SELECTION:
- - - -
You set up a back-end AWS PrivateLink connection between your AWS account and Databricks' AWS account (shown as (Workspace 1/2) Link-1 in the diagram above).
Fivetran creates and maintains a front-end AWS PrivateLink connection between Fivetran's AWS account and Databricks' AWS account (shown as Regional - Link-2 in the diagram above).

Prerequisites

To set up AWS PrivateLink, you need:

A Fivetran instance configured to run in AWS
A Databricks destination in one of our supported regions
All of Databricks' requirements

Configure AWS PrivateLink

Follow Databricks' Enable AWS PrivateLink documentation to enable private connectivity for your workspaces. Your workspaces must have the following:

A registered back-end VPC endpoint for secure cluster connectivity relay
A registered back-end VPC endpoint for REST APIs
A PAS object with access to Fivetran's VPC endpoints
If the Private Access Level on the PAS object is set to Account, a Fivetran VPC endpoint (for the applicable AWS region) that's registered once per account
If the Private Access Level on the PAS object is set to Endpoint, a Fivetran VPC endpoint (for applicable AWS region) that's registered using the allowed_vpc_endpoint_ids property

Register Fivetran endpoint details

Register the Fivetran endpoint for the applicable AWS region with your Databricks workspaces. We cannot access your workspaces until you do so.
- - - -
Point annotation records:
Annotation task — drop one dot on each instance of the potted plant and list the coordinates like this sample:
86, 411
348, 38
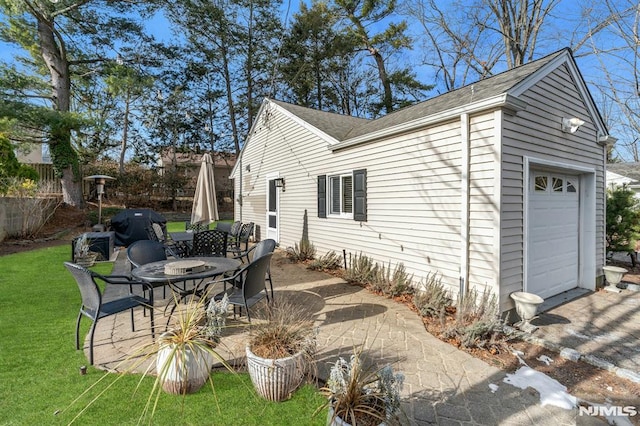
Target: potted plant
186, 352
360, 396
281, 350
81, 252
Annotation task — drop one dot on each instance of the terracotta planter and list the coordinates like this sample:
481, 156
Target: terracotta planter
183, 370
276, 379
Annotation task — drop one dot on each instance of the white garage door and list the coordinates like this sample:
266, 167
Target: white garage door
553, 238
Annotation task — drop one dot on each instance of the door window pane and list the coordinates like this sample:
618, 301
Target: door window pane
272, 196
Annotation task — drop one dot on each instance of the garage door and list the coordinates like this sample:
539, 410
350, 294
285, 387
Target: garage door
553, 238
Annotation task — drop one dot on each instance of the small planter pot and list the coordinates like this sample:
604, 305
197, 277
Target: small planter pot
333, 420
87, 260
276, 379
183, 370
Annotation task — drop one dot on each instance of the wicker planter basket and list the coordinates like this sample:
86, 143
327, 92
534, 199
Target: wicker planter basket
183, 370
276, 379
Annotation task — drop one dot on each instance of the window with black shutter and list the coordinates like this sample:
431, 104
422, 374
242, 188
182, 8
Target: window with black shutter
360, 195
322, 196
343, 195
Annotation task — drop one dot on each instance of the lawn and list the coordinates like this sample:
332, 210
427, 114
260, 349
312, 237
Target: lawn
39, 366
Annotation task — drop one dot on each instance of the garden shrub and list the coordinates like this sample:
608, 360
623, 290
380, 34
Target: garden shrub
432, 298
361, 269
477, 323
623, 220
392, 284
304, 251
327, 262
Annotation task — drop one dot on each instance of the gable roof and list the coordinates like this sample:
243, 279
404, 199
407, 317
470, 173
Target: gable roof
499, 91
335, 125
629, 170
473, 93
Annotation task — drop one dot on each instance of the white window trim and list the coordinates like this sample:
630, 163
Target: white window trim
340, 215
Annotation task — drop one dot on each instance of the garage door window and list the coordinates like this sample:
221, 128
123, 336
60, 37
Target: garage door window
555, 184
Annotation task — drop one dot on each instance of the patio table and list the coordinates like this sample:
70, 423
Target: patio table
155, 274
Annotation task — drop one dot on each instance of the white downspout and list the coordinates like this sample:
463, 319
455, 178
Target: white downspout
464, 203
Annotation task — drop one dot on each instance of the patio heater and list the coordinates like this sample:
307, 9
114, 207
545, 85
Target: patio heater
99, 180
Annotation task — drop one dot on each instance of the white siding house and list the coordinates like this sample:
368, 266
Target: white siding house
481, 185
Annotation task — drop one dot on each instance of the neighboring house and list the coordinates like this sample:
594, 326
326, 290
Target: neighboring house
624, 174
39, 157
188, 163
495, 186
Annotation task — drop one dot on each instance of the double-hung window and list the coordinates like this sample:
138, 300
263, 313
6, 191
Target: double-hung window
343, 195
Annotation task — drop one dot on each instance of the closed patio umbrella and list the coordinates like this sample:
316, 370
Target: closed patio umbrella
205, 206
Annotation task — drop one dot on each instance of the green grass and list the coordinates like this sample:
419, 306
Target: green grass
39, 366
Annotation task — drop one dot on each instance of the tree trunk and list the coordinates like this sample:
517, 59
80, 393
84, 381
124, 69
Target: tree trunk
65, 158
382, 74
125, 131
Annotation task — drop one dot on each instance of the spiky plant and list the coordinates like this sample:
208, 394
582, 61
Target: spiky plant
362, 395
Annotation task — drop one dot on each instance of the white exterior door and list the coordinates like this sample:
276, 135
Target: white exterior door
552, 239
273, 206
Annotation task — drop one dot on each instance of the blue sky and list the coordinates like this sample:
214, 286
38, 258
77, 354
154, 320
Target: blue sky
565, 16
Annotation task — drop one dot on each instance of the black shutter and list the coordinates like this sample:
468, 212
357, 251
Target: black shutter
360, 195
322, 196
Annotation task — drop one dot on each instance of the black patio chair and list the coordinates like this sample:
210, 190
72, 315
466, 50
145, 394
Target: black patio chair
195, 227
142, 252
210, 243
247, 286
240, 246
258, 250
95, 308
233, 230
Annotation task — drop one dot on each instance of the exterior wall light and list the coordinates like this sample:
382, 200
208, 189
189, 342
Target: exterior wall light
279, 183
570, 125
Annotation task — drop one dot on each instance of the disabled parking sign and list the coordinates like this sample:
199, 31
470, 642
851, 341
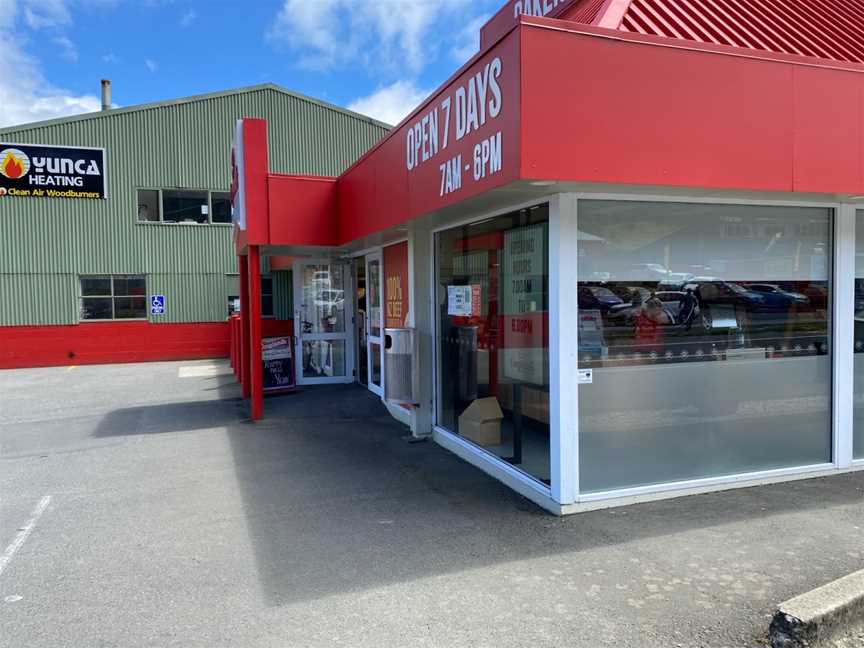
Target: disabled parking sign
157, 304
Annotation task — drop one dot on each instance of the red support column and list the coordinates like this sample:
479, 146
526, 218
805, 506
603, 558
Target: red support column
244, 325
256, 382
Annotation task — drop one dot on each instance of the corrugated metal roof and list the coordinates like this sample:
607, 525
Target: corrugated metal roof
827, 29
100, 114
585, 12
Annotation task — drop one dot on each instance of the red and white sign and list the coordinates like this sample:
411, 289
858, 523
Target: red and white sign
462, 111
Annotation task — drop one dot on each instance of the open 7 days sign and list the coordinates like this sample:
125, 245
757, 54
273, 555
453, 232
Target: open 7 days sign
34, 171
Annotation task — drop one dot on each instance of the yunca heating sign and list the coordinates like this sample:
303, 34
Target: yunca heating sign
32, 171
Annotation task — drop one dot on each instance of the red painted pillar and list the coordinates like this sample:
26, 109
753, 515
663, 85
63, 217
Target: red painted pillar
256, 374
244, 325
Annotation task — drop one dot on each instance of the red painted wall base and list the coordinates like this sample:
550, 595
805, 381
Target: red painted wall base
109, 342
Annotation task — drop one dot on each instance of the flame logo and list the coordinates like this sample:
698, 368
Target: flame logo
14, 164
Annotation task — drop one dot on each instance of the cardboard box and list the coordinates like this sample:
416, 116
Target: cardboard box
481, 422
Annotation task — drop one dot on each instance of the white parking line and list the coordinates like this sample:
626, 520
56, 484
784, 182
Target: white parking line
24, 532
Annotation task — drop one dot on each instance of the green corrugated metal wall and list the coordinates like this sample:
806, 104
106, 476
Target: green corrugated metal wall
46, 243
283, 294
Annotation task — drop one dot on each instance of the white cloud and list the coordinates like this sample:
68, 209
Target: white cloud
- - - -
CHALLENGE: Decide whether each statement agrees with the PrivateLink setup text, and answer yes or no with the deciding words quoted from the text. 1. Fivetran sets up the back-end AWS PrivateLink connection. 2. The Fivetran instance must be configured to run in AWS. 3. When the Private Access Level on the PAS object is set to Account, the Fivetran VPC endpoint is registered once per account.

THE SOLUTION:
1. No: "You set up a back-end AWS PrivateLink connection between your AWS account and Databricks' AWS account"
2. Yes: "A Fivetran instance configured to run in AWS"
3. Yes: "If the Private Access Level on the PAS object is set to Account, a Fivetran VPC endpoint (for the applicable AWS region) that's registered once per account"